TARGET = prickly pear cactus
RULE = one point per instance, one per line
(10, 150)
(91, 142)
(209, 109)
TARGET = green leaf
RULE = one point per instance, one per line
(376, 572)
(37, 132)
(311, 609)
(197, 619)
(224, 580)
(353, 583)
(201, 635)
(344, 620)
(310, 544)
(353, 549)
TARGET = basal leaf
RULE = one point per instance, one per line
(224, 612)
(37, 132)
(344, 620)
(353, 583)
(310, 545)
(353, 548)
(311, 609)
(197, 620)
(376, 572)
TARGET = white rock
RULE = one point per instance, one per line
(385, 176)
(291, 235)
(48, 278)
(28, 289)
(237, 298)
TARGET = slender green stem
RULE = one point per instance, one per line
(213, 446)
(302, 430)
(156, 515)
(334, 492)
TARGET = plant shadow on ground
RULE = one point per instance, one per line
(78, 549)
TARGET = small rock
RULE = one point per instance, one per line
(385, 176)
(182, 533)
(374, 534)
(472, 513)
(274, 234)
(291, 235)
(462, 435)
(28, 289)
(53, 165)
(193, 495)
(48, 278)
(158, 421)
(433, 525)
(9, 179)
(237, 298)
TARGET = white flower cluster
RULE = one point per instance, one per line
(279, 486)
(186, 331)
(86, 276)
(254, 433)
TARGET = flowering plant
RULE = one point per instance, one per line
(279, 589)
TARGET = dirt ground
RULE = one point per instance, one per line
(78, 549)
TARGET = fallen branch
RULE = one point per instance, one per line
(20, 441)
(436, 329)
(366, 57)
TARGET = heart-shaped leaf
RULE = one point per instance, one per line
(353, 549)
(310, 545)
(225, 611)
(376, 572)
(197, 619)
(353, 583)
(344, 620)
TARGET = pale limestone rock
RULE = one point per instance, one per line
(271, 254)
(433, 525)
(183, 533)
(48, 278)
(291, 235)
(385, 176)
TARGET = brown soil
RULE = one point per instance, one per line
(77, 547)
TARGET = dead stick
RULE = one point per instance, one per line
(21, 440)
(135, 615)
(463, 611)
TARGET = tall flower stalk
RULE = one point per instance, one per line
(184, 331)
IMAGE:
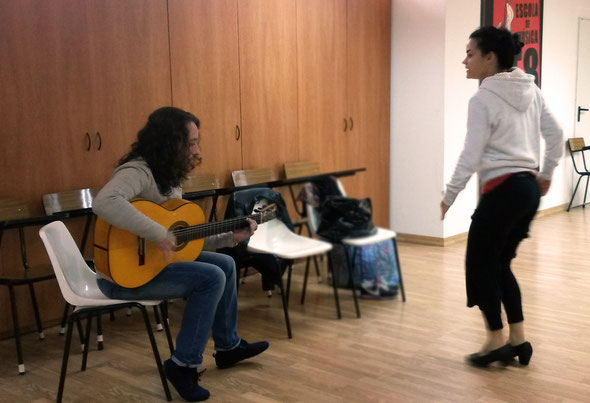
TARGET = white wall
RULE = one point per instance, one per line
(429, 105)
(462, 18)
(558, 69)
(424, 94)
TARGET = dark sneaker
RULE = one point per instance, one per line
(186, 382)
(225, 359)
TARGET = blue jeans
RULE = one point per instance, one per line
(209, 284)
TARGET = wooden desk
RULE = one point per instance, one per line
(272, 184)
(215, 193)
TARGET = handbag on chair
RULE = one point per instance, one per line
(345, 217)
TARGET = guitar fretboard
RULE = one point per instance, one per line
(204, 230)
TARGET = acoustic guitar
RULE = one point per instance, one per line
(131, 261)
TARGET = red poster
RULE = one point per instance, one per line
(524, 17)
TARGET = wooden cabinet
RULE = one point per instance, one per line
(233, 66)
(268, 82)
(368, 94)
(343, 62)
(321, 72)
(205, 78)
(76, 74)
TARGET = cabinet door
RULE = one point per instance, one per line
(321, 71)
(128, 58)
(205, 78)
(44, 102)
(74, 69)
(368, 79)
(268, 82)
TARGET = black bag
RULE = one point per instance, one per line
(345, 217)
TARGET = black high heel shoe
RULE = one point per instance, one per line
(503, 354)
(524, 352)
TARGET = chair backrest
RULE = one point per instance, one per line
(13, 209)
(253, 176)
(297, 169)
(200, 181)
(76, 280)
(576, 144)
(69, 201)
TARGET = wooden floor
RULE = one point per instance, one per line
(395, 352)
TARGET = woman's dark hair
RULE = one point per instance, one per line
(502, 42)
(163, 143)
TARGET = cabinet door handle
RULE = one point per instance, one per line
(580, 110)
(99, 141)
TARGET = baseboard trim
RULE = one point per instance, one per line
(434, 241)
(551, 210)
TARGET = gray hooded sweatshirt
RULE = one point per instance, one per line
(506, 119)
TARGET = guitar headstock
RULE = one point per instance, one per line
(266, 213)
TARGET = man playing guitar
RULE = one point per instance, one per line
(165, 152)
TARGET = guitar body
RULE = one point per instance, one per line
(131, 261)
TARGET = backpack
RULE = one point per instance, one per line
(374, 269)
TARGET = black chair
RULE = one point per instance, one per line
(11, 211)
(576, 145)
(269, 266)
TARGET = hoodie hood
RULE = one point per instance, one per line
(514, 87)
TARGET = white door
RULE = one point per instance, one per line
(582, 116)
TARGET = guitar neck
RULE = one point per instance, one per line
(204, 230)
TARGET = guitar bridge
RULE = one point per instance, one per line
(141, 251)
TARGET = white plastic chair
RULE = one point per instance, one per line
(382, 234)
(78, 286)
(274, 237)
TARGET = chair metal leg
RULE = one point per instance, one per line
(353, 285)
(285, 307)
(166, 322)
(574, 194)
(159, 327)
(64, 319)
(87, 341)
(80, 333)
(317, 269)
(334, 284)
(399, 270)
(64, 362)
(305, 280)
(155, 350)
(36, 312)
(290, 270)
(16, 328)
(99, 338)
(585, 192)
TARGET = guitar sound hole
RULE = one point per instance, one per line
(181, 242)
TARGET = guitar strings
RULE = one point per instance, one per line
(207, 227)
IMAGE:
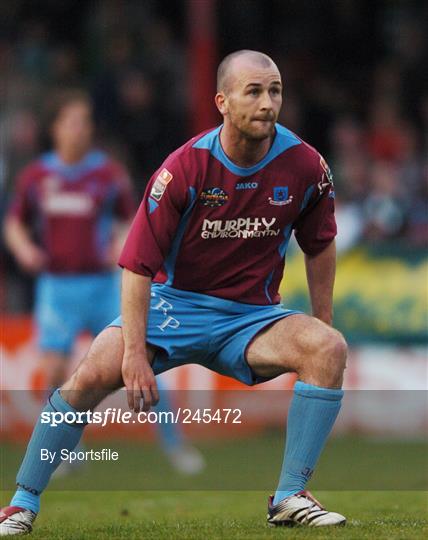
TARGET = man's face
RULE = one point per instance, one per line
(253, 99)
(73, 127)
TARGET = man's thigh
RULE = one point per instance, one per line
(285, 345)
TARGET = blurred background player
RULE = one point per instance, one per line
(65, 224)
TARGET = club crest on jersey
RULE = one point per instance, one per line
(213, 197)
(159, 186)
(247, 185)
(280, 196)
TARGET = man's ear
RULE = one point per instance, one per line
(221, 103)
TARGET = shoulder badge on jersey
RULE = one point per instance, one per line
(327, 177)
(159, 185)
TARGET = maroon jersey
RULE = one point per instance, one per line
(73, 207)
(209, 226)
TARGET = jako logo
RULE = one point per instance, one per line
(247, 185)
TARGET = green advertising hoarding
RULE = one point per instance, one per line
(380, 294)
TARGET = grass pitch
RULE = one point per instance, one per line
(164, 505)
(222, 515)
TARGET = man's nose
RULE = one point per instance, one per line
(266, 102)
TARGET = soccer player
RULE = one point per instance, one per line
(202, 264)
(67, 224)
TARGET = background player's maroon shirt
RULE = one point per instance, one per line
(72, 208)
(209, 226)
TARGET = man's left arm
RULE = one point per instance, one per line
(320, 274)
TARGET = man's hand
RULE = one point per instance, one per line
(320, 272)
(140, 382)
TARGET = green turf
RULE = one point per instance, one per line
(223, 515)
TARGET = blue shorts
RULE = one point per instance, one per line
(66, 305)
(193, 328)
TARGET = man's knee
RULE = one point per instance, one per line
(324, 353)
(98, 374)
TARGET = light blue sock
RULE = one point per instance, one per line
(312, 413)
(170, 434)
(34, 473)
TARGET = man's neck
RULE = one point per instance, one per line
(242, 151)
(71, 156)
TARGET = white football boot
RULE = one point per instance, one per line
(15, 521)
(301, 509)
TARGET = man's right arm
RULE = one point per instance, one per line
(18, 239)
(147, 245)
(137, 373)
(16, 230)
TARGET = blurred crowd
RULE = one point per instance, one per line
(355, 87)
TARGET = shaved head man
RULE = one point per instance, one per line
(249, 97)
(203, 263)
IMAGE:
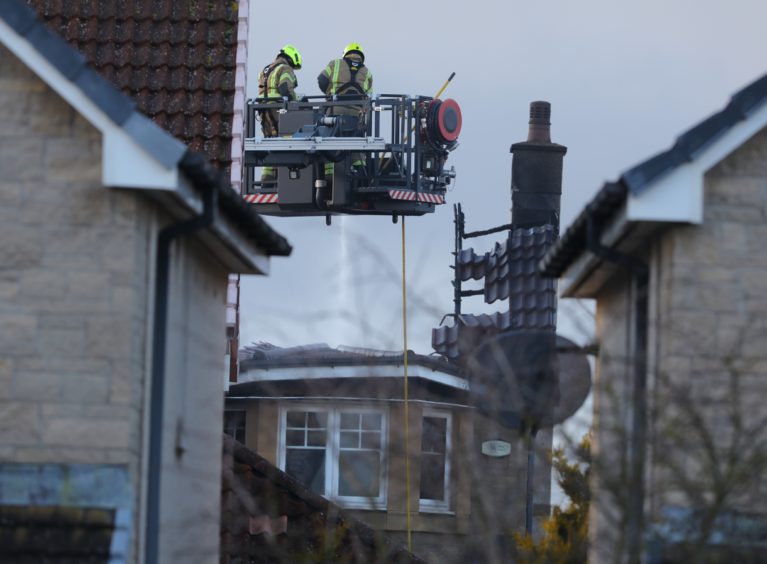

*-*-*

* _Activity_
Search the data above for the word "black", then gather each line in which it appears.

* _Task response_
TARGET = black bag
TARGET = black high heel shoe
TARGET = black chair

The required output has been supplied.